TASK STATEMENT
Pick out each line in the entries below that contains the word "barge", and copy those lines in full.

EXTRACTED ENTRIES
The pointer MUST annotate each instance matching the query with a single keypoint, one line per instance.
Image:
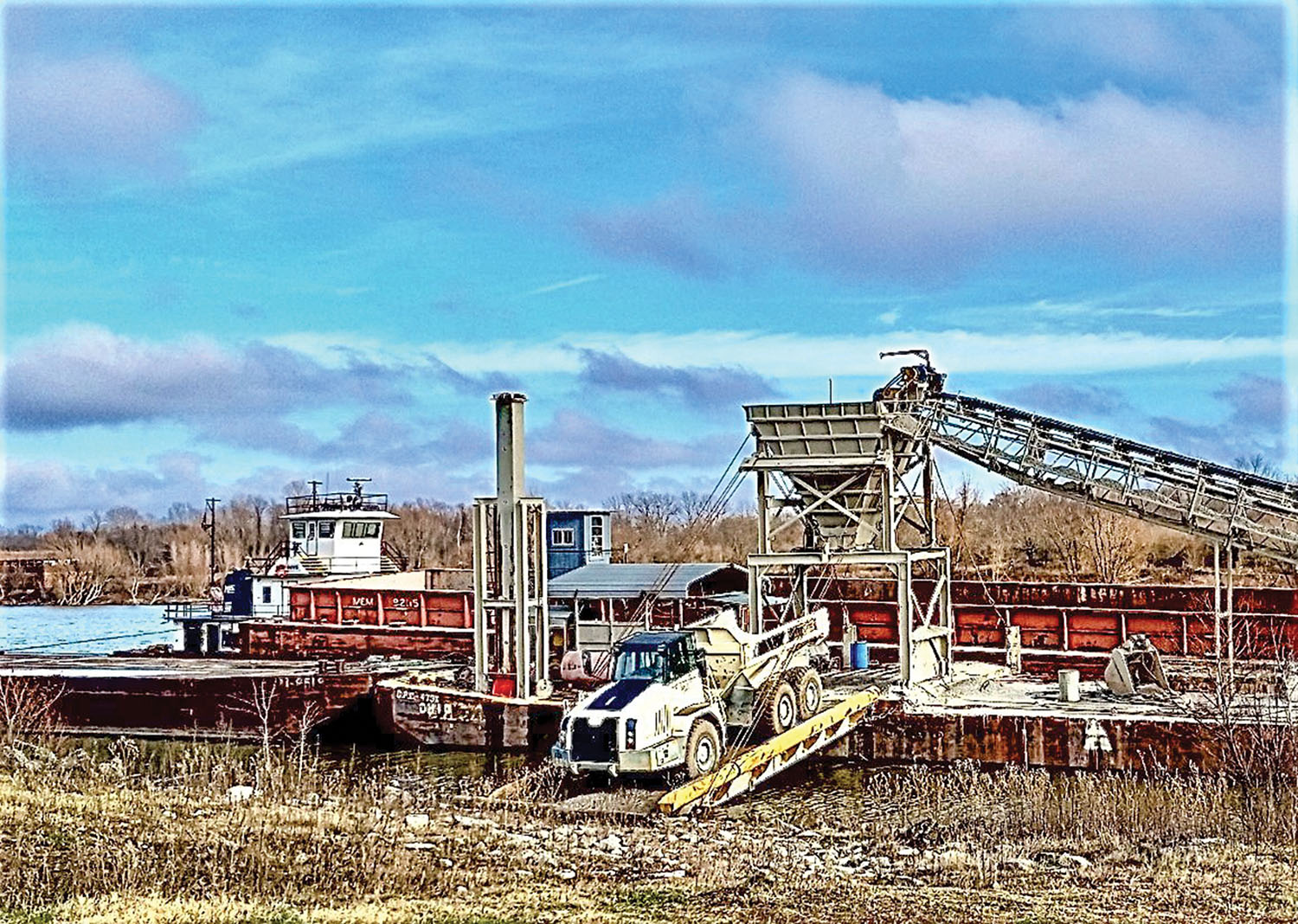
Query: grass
(145, 832)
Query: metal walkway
(762, 762)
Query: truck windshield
(644, 664)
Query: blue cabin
(578, 537)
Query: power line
(86, 641)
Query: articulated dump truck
(678, 697)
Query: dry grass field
(189, 832)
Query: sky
(251, 246)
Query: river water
(80, 630)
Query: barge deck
(196, 697)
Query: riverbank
(189, 832)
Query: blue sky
(249, 246)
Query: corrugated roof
(631, 581)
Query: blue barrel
(859, 656)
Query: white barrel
(1070, 685)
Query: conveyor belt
(1236, 508)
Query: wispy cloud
(922, 187)
(807, 356)
(696, 386)
(85, 375)
(93, 119)
(566, 283)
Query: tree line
(1017, 534)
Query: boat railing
(184, 610)
(337, 500)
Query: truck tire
(806, 684)
(703, 749)
(781, 710)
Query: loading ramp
(762, 762)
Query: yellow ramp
(773, 757)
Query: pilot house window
(352, 529)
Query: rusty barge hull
(451, 719)
(1056, 742)
(196, 697)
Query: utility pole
(209, 523)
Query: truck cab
(674, 696)
(633, 724)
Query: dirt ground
(127, 840)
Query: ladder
(1236, 508)
(757, 765)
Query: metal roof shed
(627, 581)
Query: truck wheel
(703, 749)
(806, 684)
(781, 713)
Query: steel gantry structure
(858, 478)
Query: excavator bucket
(1134, 664)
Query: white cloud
(794, 356)
(927, 186)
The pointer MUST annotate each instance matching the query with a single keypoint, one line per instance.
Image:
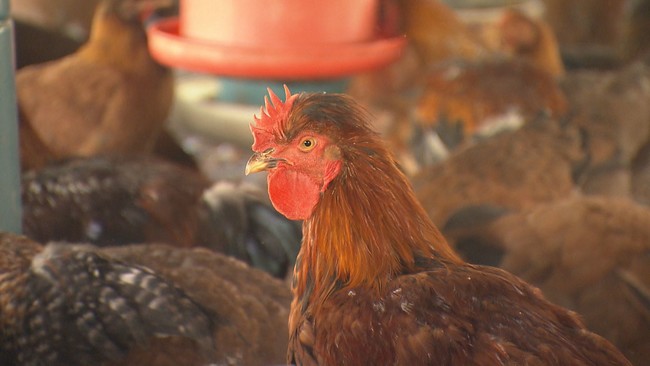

FINISHED TASK
Query: barge deck
Query: rusty barge hull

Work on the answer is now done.